━━ Listed records ━━

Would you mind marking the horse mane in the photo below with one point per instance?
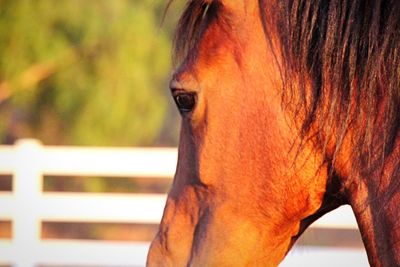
(350, 51)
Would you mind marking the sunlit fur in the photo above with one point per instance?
(298, 112)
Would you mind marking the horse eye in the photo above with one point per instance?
(185, 102)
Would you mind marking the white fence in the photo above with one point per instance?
(27, 206)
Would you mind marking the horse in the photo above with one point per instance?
(289, 110)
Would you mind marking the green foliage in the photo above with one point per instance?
(89, 72)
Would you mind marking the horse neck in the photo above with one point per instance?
(375, 201)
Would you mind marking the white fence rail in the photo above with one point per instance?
(27, 206)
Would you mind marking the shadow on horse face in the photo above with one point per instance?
(243, 192)
(234, 201)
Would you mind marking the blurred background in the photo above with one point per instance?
(95, 73)
(87, 72)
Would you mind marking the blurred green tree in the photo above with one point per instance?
(86, 72)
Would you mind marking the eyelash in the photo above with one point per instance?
(185, 101)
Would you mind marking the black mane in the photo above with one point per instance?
(350, 50)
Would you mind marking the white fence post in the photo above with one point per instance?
(27, 187)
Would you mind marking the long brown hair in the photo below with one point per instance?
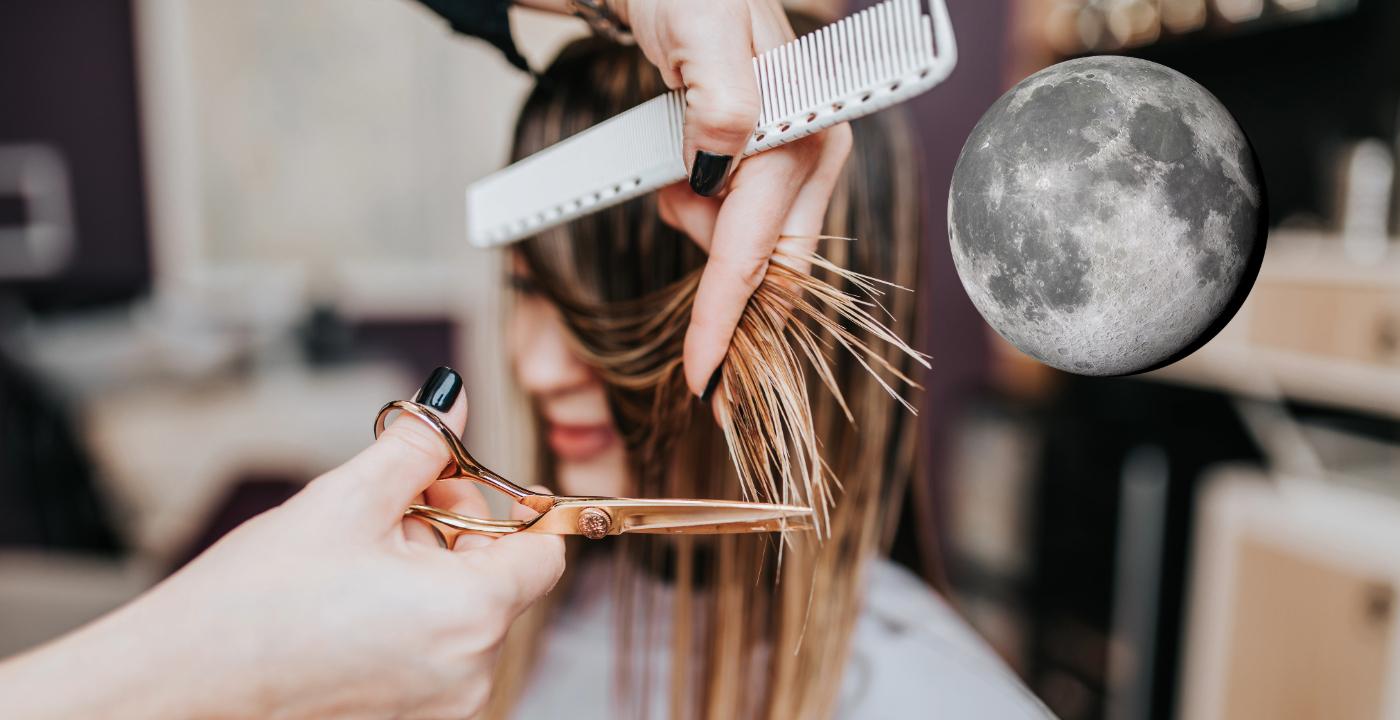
(755, 635)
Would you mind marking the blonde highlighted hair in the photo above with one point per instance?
(805, 415)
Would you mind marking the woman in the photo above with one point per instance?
(720, 626)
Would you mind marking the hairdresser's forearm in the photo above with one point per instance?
(121, 666)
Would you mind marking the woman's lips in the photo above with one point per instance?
(580, 441)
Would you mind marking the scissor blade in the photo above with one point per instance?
(675, 516)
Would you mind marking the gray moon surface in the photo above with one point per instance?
(1106, 216)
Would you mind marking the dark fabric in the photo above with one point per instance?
(48, 489)
(482, 18)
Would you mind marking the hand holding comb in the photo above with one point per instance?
(863, 63)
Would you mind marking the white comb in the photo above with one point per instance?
(870, 60)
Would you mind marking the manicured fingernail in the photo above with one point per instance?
(440, 390)
(709, 387)
(709, 172)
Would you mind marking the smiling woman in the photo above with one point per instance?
(738, 625)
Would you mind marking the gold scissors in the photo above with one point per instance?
(591, 517)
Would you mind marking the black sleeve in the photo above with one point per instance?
(483, 18)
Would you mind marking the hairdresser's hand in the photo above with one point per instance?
(707, 48)
(331, 605)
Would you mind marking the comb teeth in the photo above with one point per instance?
(870, 60)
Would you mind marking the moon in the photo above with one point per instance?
(1108, 216)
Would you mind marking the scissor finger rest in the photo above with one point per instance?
(591, 517)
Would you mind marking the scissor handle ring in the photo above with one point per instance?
(462, 465)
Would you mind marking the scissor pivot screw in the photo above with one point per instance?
(594, 523)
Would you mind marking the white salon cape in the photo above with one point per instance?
(912, 656)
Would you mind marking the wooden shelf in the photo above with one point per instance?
(1318, 327)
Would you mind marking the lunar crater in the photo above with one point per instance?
(1102, 215)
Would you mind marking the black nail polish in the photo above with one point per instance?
(711, 385)
(440, 390)
(709, 172)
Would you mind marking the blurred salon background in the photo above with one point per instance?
(230, 231)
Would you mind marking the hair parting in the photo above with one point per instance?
(801, 415)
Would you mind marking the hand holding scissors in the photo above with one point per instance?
(592, 517)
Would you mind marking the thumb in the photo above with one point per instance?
(409, 454)
(716, 65)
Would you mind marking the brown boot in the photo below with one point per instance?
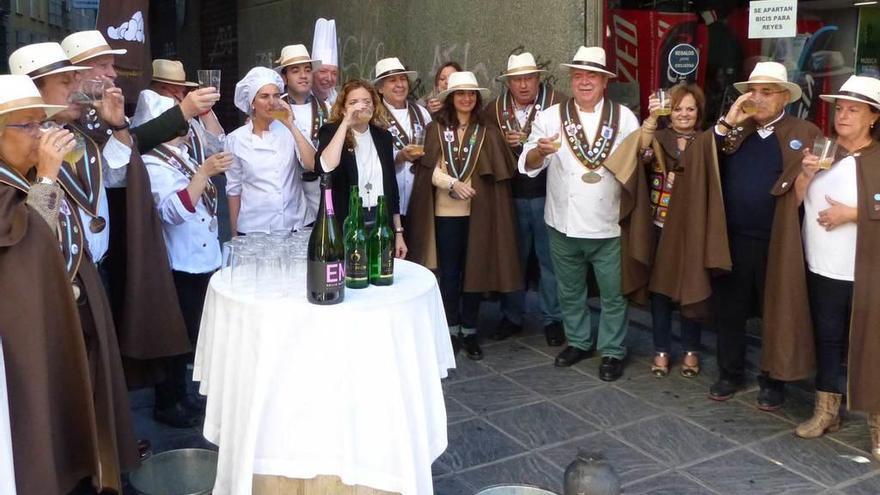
(874, 425)
(826, 417)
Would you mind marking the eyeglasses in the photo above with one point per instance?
(766, 93)
(29, 127)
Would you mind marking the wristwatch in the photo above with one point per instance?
(125, 124)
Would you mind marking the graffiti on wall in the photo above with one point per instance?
(224, 45)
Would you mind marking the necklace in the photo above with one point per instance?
(368, 186)
(858, 150)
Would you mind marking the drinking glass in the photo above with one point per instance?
(90, 92)
(665, 102)
(418, 138)
(244, 269)
(268, 281)
(209, 78)
(826, 149)
(79, 149)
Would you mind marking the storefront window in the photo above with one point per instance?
(654, 44)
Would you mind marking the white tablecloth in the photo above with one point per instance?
(7, 469)
(353, 389)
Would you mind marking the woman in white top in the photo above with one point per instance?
(841, 231)
(265, 192)
(356, 150)
(406, 119)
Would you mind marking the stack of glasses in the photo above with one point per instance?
(267, 265)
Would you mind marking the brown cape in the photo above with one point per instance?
(695, 244)
(787, 345)
(492, 259)
(145, 307)
(863, 391)
(54, 434)
(636, 224)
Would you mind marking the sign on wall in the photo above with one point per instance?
(773, 19)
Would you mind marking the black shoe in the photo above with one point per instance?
(611, 369)
(176, 416)
(471, 346)
(505, 329)
(145, 449)
(571, 355)
(723, 389)
(195, 404)
(456, 344)
(555, 334)
(770, 398)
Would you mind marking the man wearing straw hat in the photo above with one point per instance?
(89, 49)
(169, 81)
(513, 112)
(297, 69)
(407, 123)
(752, 157)
(573, 140)
(147, 316)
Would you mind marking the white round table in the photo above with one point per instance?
(353, 389)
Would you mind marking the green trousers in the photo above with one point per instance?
(571, 257)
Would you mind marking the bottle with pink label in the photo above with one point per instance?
(325, 277)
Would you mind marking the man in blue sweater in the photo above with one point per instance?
(759, 145)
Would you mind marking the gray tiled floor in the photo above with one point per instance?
(515, 418)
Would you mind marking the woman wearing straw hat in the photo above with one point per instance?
(297, 69)
(69, 411)
(462, 219)
(441, 80)
(741, 241)
(265, 192)
(148, 321)
(513, 112)
(405, 120)
(841, 230)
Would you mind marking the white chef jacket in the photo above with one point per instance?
(264, 175)
(573, 207)
(192, 246)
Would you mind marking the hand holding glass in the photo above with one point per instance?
(209, 78)
(826, 149)
(665, 100)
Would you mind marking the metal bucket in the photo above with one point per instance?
(514, 490)
(176, 472)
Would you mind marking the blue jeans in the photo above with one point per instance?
(532, 234)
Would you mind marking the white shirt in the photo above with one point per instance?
(302, 119)
(211, 143)
(115, 166)
(831, 253)
(573, 207)
(369, 168)
(192, 247)
(404, 175)
(264, 176)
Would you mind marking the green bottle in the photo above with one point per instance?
(357, 273)
(381, 247)
(325, 271)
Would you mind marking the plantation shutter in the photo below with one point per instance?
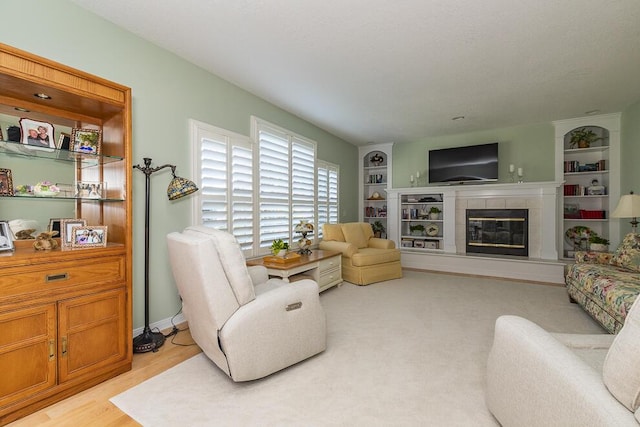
(226, 196)
(303, 183)
(274, 188)
(327, 195)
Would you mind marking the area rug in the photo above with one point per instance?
(404, 352)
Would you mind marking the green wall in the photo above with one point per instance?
(530, 147)
(630, 155)
(167, 91)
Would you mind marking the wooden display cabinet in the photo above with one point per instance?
(65, 314)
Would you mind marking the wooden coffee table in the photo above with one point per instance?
(325, 267)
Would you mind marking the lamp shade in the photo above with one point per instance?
(180, 187)
(628, 207)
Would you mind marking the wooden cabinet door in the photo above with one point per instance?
(91, 333)
(27, 352)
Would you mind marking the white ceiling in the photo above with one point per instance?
(398, 71)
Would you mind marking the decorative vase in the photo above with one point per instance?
(584, 144)
(598, 247)
(45, 189)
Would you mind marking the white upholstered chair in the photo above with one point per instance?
(535, 378)
(249, 325)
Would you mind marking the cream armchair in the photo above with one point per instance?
(535, 378)
(249, 325)
(365, 259)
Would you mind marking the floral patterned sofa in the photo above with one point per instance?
(606, 284)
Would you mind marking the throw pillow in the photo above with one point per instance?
(628, 253)
(621, 370)
(353, 234)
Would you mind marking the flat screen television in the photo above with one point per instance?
(457, 165)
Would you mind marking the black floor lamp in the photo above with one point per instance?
(178, 188)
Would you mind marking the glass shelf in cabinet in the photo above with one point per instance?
(597, 149)
(84, 199)
(587, 172)
(85, 159)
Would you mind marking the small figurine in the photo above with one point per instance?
(44, 241)
(25, 234)
(376, 159)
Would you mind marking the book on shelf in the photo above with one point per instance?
(571, 166)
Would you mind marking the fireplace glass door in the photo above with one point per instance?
(497, 231)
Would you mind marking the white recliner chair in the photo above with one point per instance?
(535, 378)
(250, 326)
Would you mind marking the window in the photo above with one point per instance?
(259, 188)
(225, 199)
(287, 183)
(328, 174)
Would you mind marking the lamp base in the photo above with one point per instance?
(148, 341)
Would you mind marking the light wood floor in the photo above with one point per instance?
(92, 407)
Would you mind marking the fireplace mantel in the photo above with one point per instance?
(540, 198)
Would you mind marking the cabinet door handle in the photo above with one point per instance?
(56, 277)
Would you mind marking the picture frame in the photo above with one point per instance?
(88, 141)
(89, 237)
(90, 189)
(406, 243)
(55, 225)
(571, 211)
(6, 182)
(6, 239)
(64, 141)
(66, 230)
(36, 134)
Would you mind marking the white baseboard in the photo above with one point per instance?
(162, 324)
(536, 270)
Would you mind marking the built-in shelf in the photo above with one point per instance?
(11, 148)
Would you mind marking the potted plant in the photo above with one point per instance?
(598, 244)
(583, 138)
(434, 212)
(279, 247)
(378, 229)
(417, 230)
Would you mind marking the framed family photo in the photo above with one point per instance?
(89, 237)
(90, 189)
(36, 134)
(64, 140)
(66, 230)
(6, 242)
(6, 182)
(87, 141)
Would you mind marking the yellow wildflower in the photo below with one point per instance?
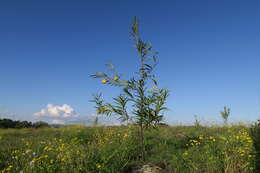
(104, 81)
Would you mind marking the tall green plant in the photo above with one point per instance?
(255, 134)
(140, 92)
(225, 114)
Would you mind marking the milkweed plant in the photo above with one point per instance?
(141, 100)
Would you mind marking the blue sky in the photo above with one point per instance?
(209, 54)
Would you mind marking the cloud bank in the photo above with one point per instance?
(65, 114)
(51, 111)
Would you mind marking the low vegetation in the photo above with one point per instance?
(114, 149)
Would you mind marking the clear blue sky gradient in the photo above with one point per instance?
(209, 53)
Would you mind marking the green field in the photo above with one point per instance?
(115, 149)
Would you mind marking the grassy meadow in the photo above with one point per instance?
(115, 149)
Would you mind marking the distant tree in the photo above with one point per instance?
(8, 123)
(141, 91)
(225, 114)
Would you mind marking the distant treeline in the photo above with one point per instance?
(8, 123)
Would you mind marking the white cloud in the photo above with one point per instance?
(58, 122)
(51, 111)
(65, 114)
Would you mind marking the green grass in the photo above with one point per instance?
(115, 149)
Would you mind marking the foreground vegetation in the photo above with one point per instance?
(115, 149)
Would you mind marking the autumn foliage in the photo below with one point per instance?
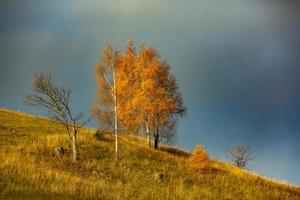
(199, 162)
(137, 91)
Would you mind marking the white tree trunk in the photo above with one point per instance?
(74, 146)
(148, 133)
(116, 117)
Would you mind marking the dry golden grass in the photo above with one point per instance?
(29, 168)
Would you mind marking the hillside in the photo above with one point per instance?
(29, 168)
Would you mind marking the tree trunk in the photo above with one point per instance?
(74, 146)
(148, 134)
(116, 117)
(156, 136)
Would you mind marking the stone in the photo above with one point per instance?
(159, 176)
(59, 151)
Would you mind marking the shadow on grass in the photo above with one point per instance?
(174, 151)
(103, 136)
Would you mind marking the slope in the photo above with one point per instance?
(29, 168)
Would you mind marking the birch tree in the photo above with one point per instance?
(114, 73)
(56, 100)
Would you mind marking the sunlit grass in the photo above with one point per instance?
(29, 168)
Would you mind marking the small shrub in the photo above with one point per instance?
(199, 161)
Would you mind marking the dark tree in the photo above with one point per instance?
(55, 100)
(240, 156)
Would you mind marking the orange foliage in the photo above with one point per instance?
(199, 162)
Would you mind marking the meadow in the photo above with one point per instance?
(29, 168)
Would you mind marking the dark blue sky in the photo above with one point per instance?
(237, 63)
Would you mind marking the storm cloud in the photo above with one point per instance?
(237, 64)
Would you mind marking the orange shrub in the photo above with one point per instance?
(199, 161)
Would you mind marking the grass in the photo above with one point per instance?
(29, 168)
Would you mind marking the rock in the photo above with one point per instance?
(59, 151)
(95, 173)
(159, 177)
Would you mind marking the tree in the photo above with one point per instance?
(160, 102)
(142, 93)
(114, 73)
(56, 101)
(240, 156)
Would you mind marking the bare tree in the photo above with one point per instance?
(56, 101)
(240, 156)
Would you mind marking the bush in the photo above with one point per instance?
(199, 161)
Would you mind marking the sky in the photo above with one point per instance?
(237, 63)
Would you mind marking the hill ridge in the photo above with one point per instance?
(27, 157)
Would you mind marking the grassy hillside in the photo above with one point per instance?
(30, 170)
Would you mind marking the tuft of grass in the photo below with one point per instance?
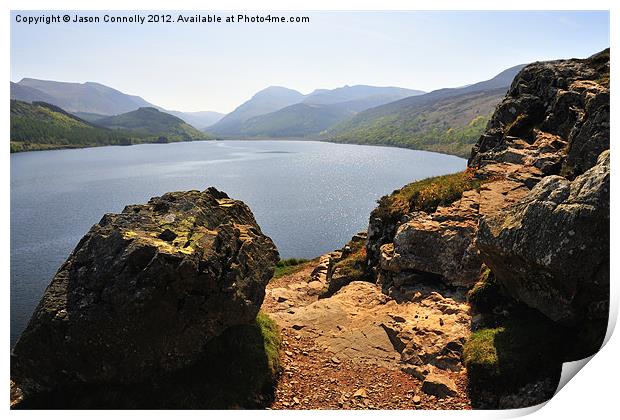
(288, 266)
(353, 266)
(271, 341)
(521, 350)
(487, 293)
(238, 369)
(427, 194)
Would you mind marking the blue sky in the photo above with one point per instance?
(192, 67)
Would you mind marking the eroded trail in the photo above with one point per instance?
(361, 349)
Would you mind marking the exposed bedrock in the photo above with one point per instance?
(551, 250)
(553, 124)
(144, 291)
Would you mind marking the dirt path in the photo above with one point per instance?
(349, 351)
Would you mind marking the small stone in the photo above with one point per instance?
(439, 385)
(360, 393)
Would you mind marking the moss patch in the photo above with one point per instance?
(239, 369)
(288, 266)
(427, 194)
(486, 294)
(353, 265)
(526, 347)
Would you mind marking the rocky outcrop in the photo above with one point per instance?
(536, 212)
(551, 250)
(553, 121)
(144, 291)
(440, 245)
(555, 117)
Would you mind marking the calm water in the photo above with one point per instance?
(309, 197)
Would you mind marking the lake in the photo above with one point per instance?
(309, 197)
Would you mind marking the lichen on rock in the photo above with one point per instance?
(144, 291)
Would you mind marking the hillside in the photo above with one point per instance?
(445, 120)
(149, 121)
(358, 92)
(267, 100)
(80, 97)
(281, 112)
(319, 111)
(41, 126)
(92, 101)
(199, 119)
(297, 120)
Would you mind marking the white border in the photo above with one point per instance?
(591, 395)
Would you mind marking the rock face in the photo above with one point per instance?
(553, 121)
(555, 117)
(538, 217)
(440, 245)
(551, 250)
(144, 290)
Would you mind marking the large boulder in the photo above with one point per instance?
(144, 291)
(551, 250)
(555, 117)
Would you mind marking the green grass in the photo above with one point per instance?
(525, 347)
(486, 294)
(41, 126)
(353, 266)
(238, 369)
(449, 125)
(288, 266)
(427, 194)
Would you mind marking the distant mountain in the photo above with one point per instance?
(40, 126)
(265, 101)
(199, 119)
(92, 101)
(297, 120)
(382, 95)
(149, 121)
(28, 94)
(308, 115)
(81, 97)
(445, 120)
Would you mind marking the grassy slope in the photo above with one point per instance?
(448, 125)
(297, 120)
(151, 122)
(41, 126)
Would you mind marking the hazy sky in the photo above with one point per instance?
(192, 67)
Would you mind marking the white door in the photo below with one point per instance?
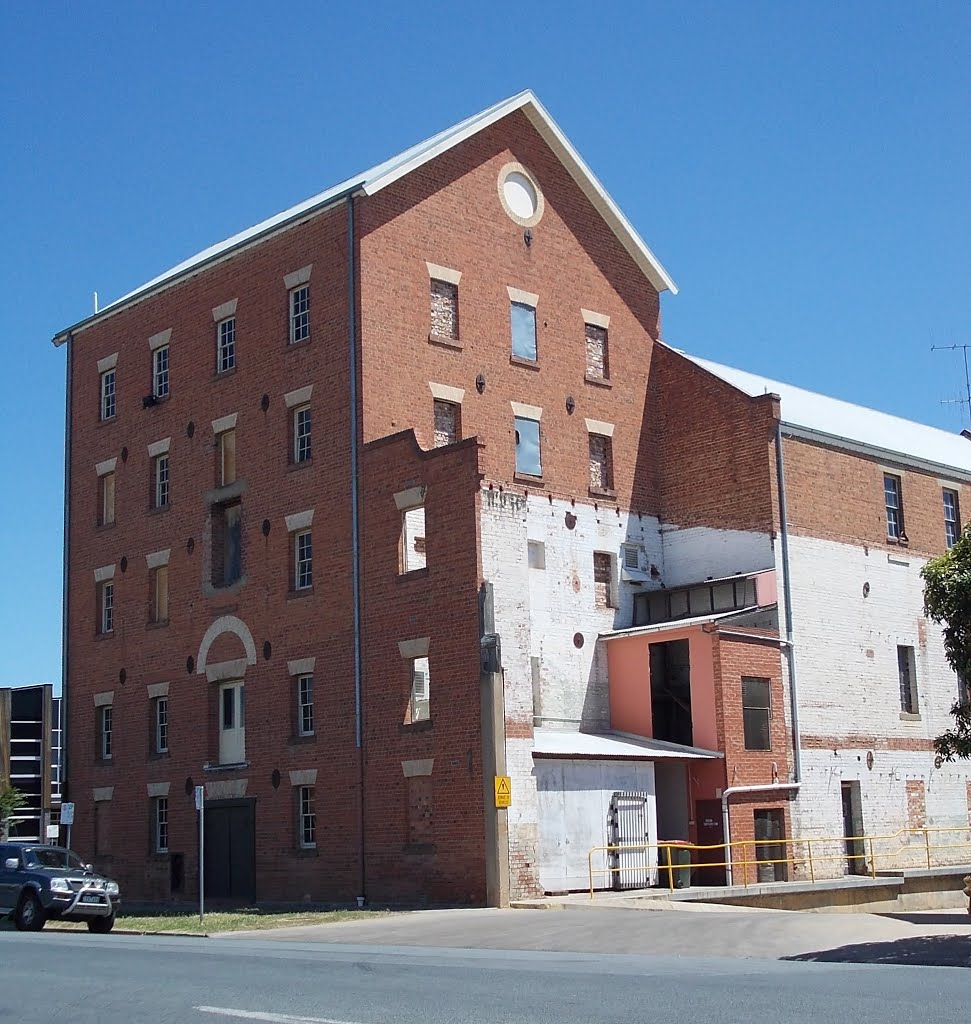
(231, 724)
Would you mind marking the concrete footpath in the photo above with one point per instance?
(931, 938)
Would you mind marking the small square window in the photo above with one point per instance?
(160, 372)
(529, 460)
(225, 345)
(108, 395)
(523, 331)
(300, 313)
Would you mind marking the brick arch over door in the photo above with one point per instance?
(225, 624)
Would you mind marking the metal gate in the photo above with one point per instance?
(629, 863)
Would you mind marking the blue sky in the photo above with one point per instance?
(801, 169)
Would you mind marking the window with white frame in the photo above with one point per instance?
(108, 394)
(307, 815)
(305, 705)
(302, 448)
(300, 313)
(303, 559)
(225, 344)
(161, 830)
(160, 479)
(160, 372)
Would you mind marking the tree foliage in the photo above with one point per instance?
(947, 601)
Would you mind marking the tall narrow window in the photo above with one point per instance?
(601, 463)
(225, 344)
(952, 517)
(307, 817)
(160, 372)
(303, 560)
(529, 459)
(906, 671)
(755, 714)
(597, 363)
(160, 480)
(445, 309)
(108, 394)
(447, 418)
(894, 502)
(300, 313)
(522, 318)
(302, 448)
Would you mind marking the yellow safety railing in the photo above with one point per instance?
(870, 854)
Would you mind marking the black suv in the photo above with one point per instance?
(48, 883)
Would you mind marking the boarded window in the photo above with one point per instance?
(601, 463)
(597, 367)
(755, 714)
(445, 309)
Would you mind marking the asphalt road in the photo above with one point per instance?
(80, 978)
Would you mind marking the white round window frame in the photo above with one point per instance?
(514, 168)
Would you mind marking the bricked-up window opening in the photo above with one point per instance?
(603, 580)
(952, 517)
(413, 555)
(305, 706)
(597, 365)
(447, 420)
(226, 544)
(160, 481)
(420, 822)
(671, 691)
(303, 560)
(300, 313)
(108, 395)
(420, 691)
(160, 372)
(302, 446)
(225, 471)
(307, 801)
(161, 816)
(225, 344)
(755, 714)
(106, 717)
(894, 503)
(106, 600)
(160, 715)
(601, 463)
(160, 595)
(445, 309)
(906, 670)
(529, 460)
(107, 503)
(522, 318)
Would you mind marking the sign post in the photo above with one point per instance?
(201, 807)
(67, 818)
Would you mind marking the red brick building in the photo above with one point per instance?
(363, 502)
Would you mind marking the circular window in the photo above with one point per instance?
(520, 196)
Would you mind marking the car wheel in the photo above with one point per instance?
(29, 915)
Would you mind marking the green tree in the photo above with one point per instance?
(10, 800)
(947, 601)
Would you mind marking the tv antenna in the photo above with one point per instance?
(967, 377)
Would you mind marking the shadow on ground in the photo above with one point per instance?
(923, 950)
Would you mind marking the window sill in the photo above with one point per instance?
(421, 726)
(444, 342)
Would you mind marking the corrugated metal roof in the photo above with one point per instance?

━━━

Aim of the task » Starting with the line that contains "Would you mind marking the shadow on ground" and going on through the end of the rows, swap "window sill" for "windowsill". Return only those lines with everything else unchanged.

Exercise answer »
Would you mind marking the shadow on ground in the photo above with one point per instance?
(923, 950)
Would you mind marking the windowsill in the photo above with one point per instance?
(421, 726)
(444, 342)
Would you mind marking the corrugated metal roof in the photo above with one point per instance?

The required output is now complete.